### Data to use
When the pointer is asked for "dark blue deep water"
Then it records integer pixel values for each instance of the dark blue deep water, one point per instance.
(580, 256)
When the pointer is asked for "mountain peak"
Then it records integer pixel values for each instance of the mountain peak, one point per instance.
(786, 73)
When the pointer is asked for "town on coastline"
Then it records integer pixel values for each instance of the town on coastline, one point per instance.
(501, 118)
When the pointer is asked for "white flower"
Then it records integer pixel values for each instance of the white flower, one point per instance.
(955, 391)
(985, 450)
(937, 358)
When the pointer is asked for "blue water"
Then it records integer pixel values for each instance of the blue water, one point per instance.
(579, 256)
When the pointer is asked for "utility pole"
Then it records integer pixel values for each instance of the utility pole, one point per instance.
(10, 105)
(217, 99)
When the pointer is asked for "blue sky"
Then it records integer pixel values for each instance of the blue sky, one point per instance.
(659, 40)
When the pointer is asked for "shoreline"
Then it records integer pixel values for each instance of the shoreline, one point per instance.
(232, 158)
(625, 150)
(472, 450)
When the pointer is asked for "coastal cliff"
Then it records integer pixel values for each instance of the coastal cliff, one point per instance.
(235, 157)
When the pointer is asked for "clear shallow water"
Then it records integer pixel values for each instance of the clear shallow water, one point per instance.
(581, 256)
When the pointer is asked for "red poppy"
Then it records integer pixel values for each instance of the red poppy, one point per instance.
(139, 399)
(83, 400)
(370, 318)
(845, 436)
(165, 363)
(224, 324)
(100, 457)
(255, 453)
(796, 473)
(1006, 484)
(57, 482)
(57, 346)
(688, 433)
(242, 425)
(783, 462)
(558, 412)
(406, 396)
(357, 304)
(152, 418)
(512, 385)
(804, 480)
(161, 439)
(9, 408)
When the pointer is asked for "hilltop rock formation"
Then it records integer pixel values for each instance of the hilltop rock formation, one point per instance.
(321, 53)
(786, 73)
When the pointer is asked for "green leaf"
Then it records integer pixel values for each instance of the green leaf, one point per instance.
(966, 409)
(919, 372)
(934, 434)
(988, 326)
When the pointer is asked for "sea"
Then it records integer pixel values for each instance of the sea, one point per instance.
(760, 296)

### What the task asks
Leaving out all lines before the one containing "leaf, one point per instance.", copy that line and the rest through the end of the listing above exactly.

### Result
Then it records integer pixel values for each instance of the green leaf, one point per instance.
(966, 409)
(919, 372)
(934, 434)
(988, 326)
When the pointer is asked for "sea"
Then it records integer pixel values for each instance of the sea, one point per instance.
(760, 296)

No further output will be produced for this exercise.